[Extracted data entries]
━━━
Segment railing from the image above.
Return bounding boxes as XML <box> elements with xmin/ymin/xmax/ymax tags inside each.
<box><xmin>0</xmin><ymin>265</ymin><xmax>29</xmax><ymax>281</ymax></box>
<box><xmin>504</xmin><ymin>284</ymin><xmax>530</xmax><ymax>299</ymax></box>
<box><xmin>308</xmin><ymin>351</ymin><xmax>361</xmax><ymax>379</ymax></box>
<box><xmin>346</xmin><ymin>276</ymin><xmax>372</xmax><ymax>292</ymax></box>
━━━
● **Description of the task**: All of the data above needs to be transcribed verbatim.

● **Exercise result**:
Segment railing from the image above.
Return bounding boxes as XML <box> elements with xmin/ymin/xmax/ymax tags inside each.
<box><xmin>0</xmin><ymin>265</ymin><xmax>29</xmax><ymax>281</ymax></box>
<box><xmin>504</xmin><ymin>284</ymin><xmax>530</xmax><ymax>299</ymax></box>
<box><xmin>308</xmin><ymin>351</ymin><xmax>361</xmax><ymax>379</ymax></box>
<box><xmin>346</xmin><ymin>276</ymin><xmax>372</xmax><ymax>292</ymax></box>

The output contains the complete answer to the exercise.